*** DATA SECTION ***

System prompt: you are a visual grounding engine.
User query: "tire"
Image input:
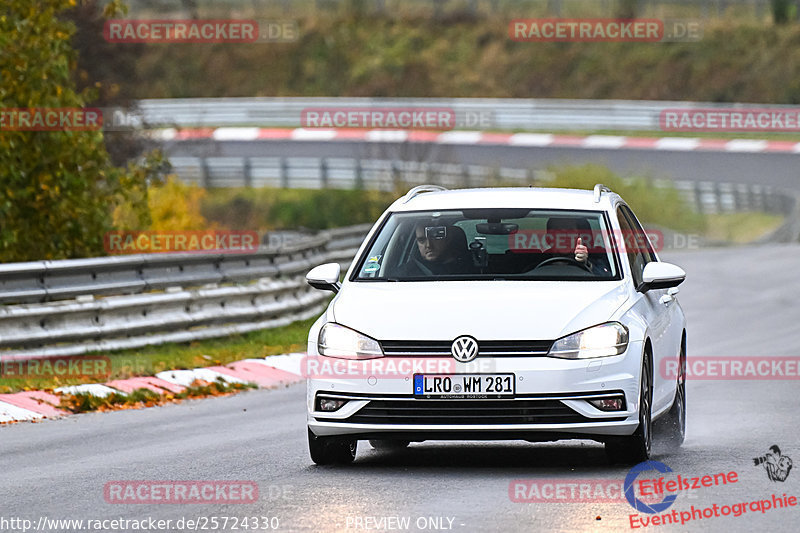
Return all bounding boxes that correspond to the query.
[369,439,410,450]
[308,429,357,465]
[606,355,653,465]
[657,345,686,451]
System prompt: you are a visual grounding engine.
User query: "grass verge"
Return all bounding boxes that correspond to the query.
[0,317,315,394]
[703,212,785,243]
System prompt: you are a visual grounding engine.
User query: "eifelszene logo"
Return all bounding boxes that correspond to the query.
[625,461,679,514]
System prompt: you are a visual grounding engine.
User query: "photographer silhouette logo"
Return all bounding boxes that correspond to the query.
[753,445,793,482]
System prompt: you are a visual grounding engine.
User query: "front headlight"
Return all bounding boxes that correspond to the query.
[548,322,629,359]
[318,323,384,359]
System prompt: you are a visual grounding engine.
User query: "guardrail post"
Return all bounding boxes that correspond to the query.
[713,182,723,213]
[280,157,289,188]
[243,157,252,188]
[201,158,210,188]
[354,158,364,189]
[693,181,704,213]
[462,165,470,188]
[733,184,747,211]
[320,158,328,188]
[765,188,780,213]
[391,161,400,190]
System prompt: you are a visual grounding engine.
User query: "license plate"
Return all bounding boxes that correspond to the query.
[413,373,515,398]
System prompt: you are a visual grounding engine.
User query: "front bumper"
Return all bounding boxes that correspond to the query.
[306,341,643,441]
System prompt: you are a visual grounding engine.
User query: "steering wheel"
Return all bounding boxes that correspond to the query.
[532,256,592,272]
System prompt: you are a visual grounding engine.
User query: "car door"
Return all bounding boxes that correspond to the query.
[625,207,684,403]
[617,205,673,412]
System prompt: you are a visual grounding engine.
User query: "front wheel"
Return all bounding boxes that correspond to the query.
[606,355,652,465]
[308,429,357,465]
[656,345,686,450]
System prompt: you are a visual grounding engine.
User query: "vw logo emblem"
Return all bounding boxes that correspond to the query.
[451,336,479,362]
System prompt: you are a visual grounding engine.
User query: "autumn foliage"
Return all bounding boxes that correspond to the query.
[0,0,156,261]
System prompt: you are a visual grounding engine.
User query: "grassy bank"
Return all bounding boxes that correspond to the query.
[704,212,784,243]
[201,188,395,230]
[122,18,800,103]
[0,317,315,394]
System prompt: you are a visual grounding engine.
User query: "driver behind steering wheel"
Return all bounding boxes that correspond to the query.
[539,217,611,276]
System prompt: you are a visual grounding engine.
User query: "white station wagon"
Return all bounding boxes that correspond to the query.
[305,184,687,465]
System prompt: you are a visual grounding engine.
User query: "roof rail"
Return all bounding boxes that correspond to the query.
[593,183,612,203]
[402,184,447,203]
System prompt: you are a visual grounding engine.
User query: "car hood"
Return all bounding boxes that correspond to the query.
[332,281,629,341]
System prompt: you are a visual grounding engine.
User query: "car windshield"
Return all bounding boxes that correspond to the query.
[354,208,620,281]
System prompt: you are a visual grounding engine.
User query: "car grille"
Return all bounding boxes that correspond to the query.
[323,398,616,425]
[380,340,553,357]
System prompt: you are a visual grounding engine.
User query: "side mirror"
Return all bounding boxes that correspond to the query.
[306,263,342,293]
[638,262,686,292]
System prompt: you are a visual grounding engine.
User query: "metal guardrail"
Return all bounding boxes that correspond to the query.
[168,155,795,217]
[0,225,371,360]
[138,97,800,132]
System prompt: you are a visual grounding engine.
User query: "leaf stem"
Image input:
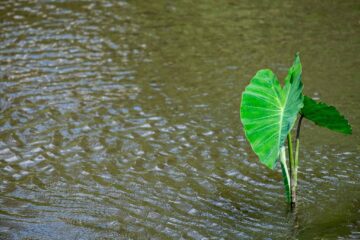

*** End of DATA SECTION ***

- [WHAT THE TASK ASKS] Drop the pictures and set down the data above exactly.

- [ANSWER SECTION]
System prompt: you are a visual grounding engine.
User query: "tire"
Image input:
Return all bounding boxes that correspond to the query.
[369,439,410,450]
[308,429,357,465]
[606,355,653,465]
[657,345,686,451]
System prompt: you are a visual grounding engine.
User query: "grass verge"
Return all bounding boxes that correspond to the query.
[0,317,315,394]
[703,212,785,243]
System prompt: you are a visual grounding engine.
User query: "eifelszene logo"
Return all bounding boxes that correspond to the query.
[625,461,679,514]
System prompt: you are a visual grounding engine.
User query: "photographer silhouette logo"
Return all bounding boxes that correspond to the query.
[753,445,793,482]
System prompt: you are a visual grounding engine.
User query: "front headlight"
Return all bounding boxes that correspond to the query.
[548,322,629,359]
[318,323,384,359]
System prompt: you are a visual grounding engine.
User query: "guardrail post"
Return all bounding boxes that correspond to the query.
[713,182,723,213]
[280,157,289,188]
[243,157,252,188]
[201,158,210,188]
[354,158,364,189]
[693,181,704,213]
[462,165,470,188]
[733,184,747,211]
[320,158,328,188]
[765,188,780,213]
[391,161,400,190]
System prompt: you are a visual grounding engine.
User query: "license plate"
Return all bounding boxes that correspond to the query.
[413,373,515,398]
System prompt: you are a visual grounding engine.
User query: "front bumper"
Return all bounding boxes that correspond to the query.
[306,341,643,441]
System prompt: you are a visual grounding engine.
User query: "steering wheel"
Return all bounding boxes that correspond to the query.
[532,256,592,272]
System prompt: you are a visual grounding engine.
User query: "car door"
Return all bounding boxes that correspond to the query.
[625,207,684,403]
[617,205,673,412]
System prompt: you are a visual grounding engine.
User query: "front wheel"
Return all bounding boxes that correspond to the query.
[606,355,652,465]
[308,429,357,465]
[656,345,686,450]
System prompt: you are a visual grounding engine.
User query: "vw logo emblem"
Return all bounding boxes that correspond to the query.
[451,336,479,362]
System prompt: you are a visual grounding engine.
User query: "autumn foliage"
Return all bounding boxes that correspond to the query.
[0,0,156,261]
System prompt: you are a visual grounding engine.
User query: "grassy bank"
Return all bounding boxes that correspond to the query.
[704,212,784,243]
[201,188,395,230]
[122,18,800,103]
[0,317,315,394]
System prompt: you are a visual grounding engine.
User query: "driver behind steering wheel"
Return all bounding boxes that correspond to the query.
[539,217,611,276]
System prompt: you are a visual grounding engine.
User query: "white station wagon"
Return all bounding boxes that correspond to the query.
[305,184,687,465]
System prompt: you are a visual grounding engine.
User query: "roof rail"
Return all bounding boxes that correspond to the query.
[593,183,612,203]
[402,184,447,203]
System prompt: you are a visual grounding engine.
User query: "car hood"
Return all bounding boxes that correspond to the query.
[332,281,629,341]
System prompt: you are a visual grounding engine.
User query: "car windshield"
Return all bounding boxes that correspond to the query.
[354,208,620,281]
System prompt: you are a visual grounding engine.
User query: "car grille"
Return all bounding boxes that correspond to the query.
[323,398,616,425]
[380,340,553,357]
System prompt: you are a visual grounding engine.
User query: "side mirror"
Return all bounding boxes that correspond to the query.
[306,263,342,293]
[638,262,686,292]
System prompt: you are a visual grounding engine.
User query: "metal guardrail"
Return all bounding boxes that correspond to the query.
[168,155,795,217]
[0,225,371,360]
[138,97,800,132]
System prompt: you are a visual grounding engine.
User query: "leaf stem"
Image input:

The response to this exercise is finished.